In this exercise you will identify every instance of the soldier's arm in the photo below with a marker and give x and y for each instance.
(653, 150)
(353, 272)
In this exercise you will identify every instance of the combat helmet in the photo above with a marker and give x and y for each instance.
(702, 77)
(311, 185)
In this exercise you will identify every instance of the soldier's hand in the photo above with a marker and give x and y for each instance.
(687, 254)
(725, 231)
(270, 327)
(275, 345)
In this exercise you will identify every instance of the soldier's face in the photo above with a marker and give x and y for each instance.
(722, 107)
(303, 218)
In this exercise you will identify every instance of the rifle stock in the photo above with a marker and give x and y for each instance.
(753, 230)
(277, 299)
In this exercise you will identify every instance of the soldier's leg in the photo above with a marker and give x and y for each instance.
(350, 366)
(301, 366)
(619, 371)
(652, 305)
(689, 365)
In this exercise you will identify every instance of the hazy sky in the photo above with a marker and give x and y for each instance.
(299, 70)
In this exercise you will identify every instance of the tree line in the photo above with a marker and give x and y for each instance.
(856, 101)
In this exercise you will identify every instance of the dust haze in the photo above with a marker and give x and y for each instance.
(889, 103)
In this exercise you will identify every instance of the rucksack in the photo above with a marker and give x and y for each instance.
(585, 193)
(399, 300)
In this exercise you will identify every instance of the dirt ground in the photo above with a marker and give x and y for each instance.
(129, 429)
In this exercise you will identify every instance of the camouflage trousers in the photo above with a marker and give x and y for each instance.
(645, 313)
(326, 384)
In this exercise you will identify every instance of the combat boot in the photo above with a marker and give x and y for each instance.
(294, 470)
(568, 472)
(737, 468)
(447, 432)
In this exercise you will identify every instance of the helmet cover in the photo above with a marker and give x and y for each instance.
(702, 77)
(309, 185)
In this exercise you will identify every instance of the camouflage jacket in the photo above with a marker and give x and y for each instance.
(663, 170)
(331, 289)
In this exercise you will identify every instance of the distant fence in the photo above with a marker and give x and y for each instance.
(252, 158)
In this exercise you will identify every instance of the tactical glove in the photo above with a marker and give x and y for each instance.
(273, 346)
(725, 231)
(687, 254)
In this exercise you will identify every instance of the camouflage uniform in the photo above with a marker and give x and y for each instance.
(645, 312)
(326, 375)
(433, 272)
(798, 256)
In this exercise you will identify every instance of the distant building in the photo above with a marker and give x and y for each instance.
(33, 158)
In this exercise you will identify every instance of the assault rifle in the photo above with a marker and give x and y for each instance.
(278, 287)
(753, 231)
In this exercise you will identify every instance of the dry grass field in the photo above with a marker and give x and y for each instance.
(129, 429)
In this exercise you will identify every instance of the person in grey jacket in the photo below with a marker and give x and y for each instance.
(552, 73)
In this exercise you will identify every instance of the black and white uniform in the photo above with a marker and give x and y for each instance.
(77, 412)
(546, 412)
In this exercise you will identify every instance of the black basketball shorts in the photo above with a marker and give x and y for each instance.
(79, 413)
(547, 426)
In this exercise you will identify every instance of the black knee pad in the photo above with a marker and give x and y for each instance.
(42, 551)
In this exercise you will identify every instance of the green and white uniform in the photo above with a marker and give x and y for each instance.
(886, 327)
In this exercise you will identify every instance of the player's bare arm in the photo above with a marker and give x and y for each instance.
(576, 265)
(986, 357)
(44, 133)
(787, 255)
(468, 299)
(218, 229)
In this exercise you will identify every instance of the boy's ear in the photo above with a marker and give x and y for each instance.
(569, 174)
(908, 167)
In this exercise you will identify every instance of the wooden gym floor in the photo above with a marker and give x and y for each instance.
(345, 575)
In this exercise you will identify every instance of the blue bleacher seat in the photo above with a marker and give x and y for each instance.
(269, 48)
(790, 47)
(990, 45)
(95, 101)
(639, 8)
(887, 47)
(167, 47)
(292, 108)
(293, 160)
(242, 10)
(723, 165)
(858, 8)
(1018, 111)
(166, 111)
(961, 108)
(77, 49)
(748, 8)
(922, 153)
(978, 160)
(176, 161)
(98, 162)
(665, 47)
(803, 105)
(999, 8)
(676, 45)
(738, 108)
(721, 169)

::::::::::

**Your objective**
After reading the listing, copy it out exactly and in full.

**Task result**
In this exercise you will identify every instance of the soldier's arm in the photo below with a marker and give x and y for each instance.
(653, 150)
(353, 272)
In this exercise you will identify every instance of the combat helmet in the photo above with a marker and give x and y for each instance.
(702, 77)
(311, 185)
In this exercise you will identify every instance of the soldier's hand in the photo above with a marker and give x and y for each instance.
(687, 254)
(725, 231)
(270, 327)
(275, 345)
In this exercise you will identify every instance of the soldier's face in the photo above with a marker and give x and y for each instance.
(722, 107)
(303, 218)
In this exercise you will identify every instance of the rifle stock in the photo above with a marker and give x and y for each instance.
(753, 230)
(277, 299)
In this exercise you will identify every instance of the soldier's leg in the photo above with a marker and give x and y for each instance.
(350, 366)
(301, 366)
(619, 371)
(652, 305)
(689, 365)
In this exercise you will identify every instance of the hazy sky in the photo above with a marker and give x and y for each instance.
(299, 70)
In this exercise you will identify every instance of the tree line in the photo above with a marker and give x and y for each instance.
(856, 101)
In this exercise you will identify every instance of the dust haze in the photo above with a marker and give x and y for each instance.
(889, 103)
In this exercise you will identify every instance of the rucksack in the photo above with a marker and give x and y for each instance.
(585, 193)
(399, 300)
In this exercise you will identify every instance of the dirt ground in the photo above with a marker and give x and y for each instance.
(129, 429)
In this exercise you will identify every instance of the camouflage trousers in the photo above with a marker and give x and y for each instance.
(645, 313)
(326, 384)
In this exercise you will identify every instance of the combat boot in the photo above with a marker and give x and y for each instance.
(294, 470)
(568, 472)
(737, 468)
(447, 432)
In this exercise you will identify every instance of the helmet cover in the photo above with a marker and give x and y for each instance.
(702, 77)
(309, 185)
In this exercise you will identify every instance of the camouflage jacket in the photo above with a marker and give x and y for each instance.
(663, 170)
(331, 289)
In this exercise you will identify every instance of the distant fence in the photo above with a marker and give x and y for each instance.
(252, 158)
In this exercise you will identify every instance of the tactical glove in the photo above with a marker and give x and y for each instance.
(273, 346)
(725, 231)
(687, 254)
In this exercise you will identify every instance of the camouflage uniform in the photo above with a marker and give x and y for each instance.
(645, 312)
(326, 375)
(433, 272)
(798, 256)
In this exercise you will identify every instance of the distant building in the photo above with a marker and give x and y for each instance.
(33, 158)
In this exercise you will identify every instance of the assault rifle in the photo above with a marker and give x and y for each instance.
(278, 287)
(753, 231)
In this exercise you will identify every instance of the dry grass field in the photo above with a marker and give x and y for each instance.
(129, 429)
In this exercise you will identify every instance of the person in grey jacket in the photo below with a marker and give x and y for each instance.
(552, 73)
In this exercise you will identify every instance of the black and white uniform in the photo above with a marker and give x and y for each instance.
(77, 412)
(546, 412)
In this exercise you will identify every instance of the black basketball shorts in the photo above with a marker and give x and y for each instance.
(79, 413)
(547, 426)
In this exercise you will identify every instance of the black knee pad in the photo above with a marker and give x and y for each instance.
(42, 551)
In this exercise you will identify every instance of the green and white uniform in the photo above with a marker and give x and y for each instance.
(886, 327)
In this exercise you will identify every instance of the player's bare arm in the photo above with a marker and give x and y for each instance.
(576, 265)
(986, 357)
(44, 133)
(787, 255)
(468, 299)
(218, 229)
In this exercise you will identify every instance of the boy's ear in the photo above with a marker and give x and y for each instance.
(569, 174)
(908, 167)
In this exercise you will identify every instance of the wooden gym floor in the photo above with a marker and give x and y for each instance.
(345, 575)
In this exercise you will identify every instance of the blue bleacher seat in the photo above with a marker and give x and y for each instance.
(269, 48)
(790, 47)
(990, 45)
(95, 101)
(639, 8)
(887, 47)
(167, 47)
(292, 108)
(293, 160)
(242, 10)
(723, 165)
(858, 8)
(1018, 111)
(166, 111)
(961, 108)
(77, 49)
(748, 8)
(922, 153)
(978, 160)
(176, 161)
(98, 162)
(665, 47)
(803, 105)
(999, 8)
(676, 45)
(738, 108)
(721, 169)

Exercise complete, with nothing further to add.